▶ Exercise prompt
Exactly the lines from the one containing "Task: Indicate the light" through the end of the data below are to be reproduced, and nothing besides them.

— begin Given records —

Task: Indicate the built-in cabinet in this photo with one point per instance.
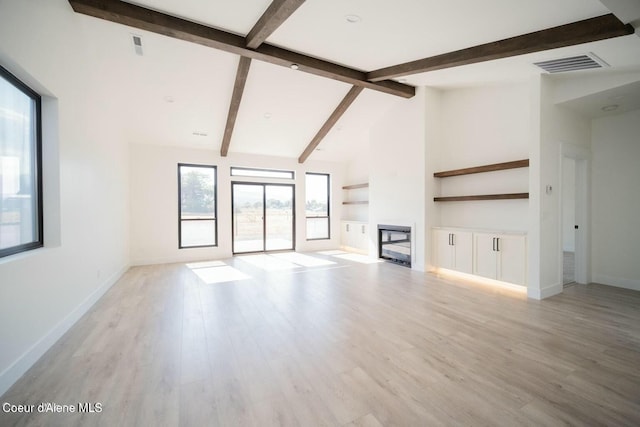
(494, 255)
(453, 249)
(500, 256)
(355, 236)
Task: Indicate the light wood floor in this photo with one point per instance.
(348, 344)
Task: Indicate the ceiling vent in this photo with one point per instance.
(572, 63)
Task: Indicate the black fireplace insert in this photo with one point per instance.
(394, 244)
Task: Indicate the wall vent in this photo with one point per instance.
(572, 63)
(137, 44)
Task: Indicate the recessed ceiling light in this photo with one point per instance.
(352, 19)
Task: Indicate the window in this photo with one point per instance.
(20, 166)
(317, 206)
(261, 173)
(197, 225)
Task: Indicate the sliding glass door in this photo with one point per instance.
(263, 217)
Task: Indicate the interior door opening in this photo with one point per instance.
(569, 223)
(263, 217)
(575, 202)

— end Given records —

▶ Answer to this exercise
Task: Indicate the light wood floor in this photo with one point per instance.
(348, 344)
Task: Indicate the ceiling vent in this photo with one point per instance.
(572, 63)
Task: Indicate the black fireplace insert in this photo with one point per instance.
(394, 244)
Task: Indicate the wall vent in this photo with one point per instance.
(572, 63)
(137, 44)
Task: Indicate the recessed ceiling light in this photo with one point per instance.
(352, 19)
Task: Indicate the window in this photo with one point per instance.
(20, 166)
(317, 206)
(261, 173)
(197, 225)
Task: Indicate the sliding glass door in this photo with one point per instance.
(263, 217)
Task: Indicate the interior door opening in this photo with one point per instance.
(569, 223)
(263, 217)
(575, 202)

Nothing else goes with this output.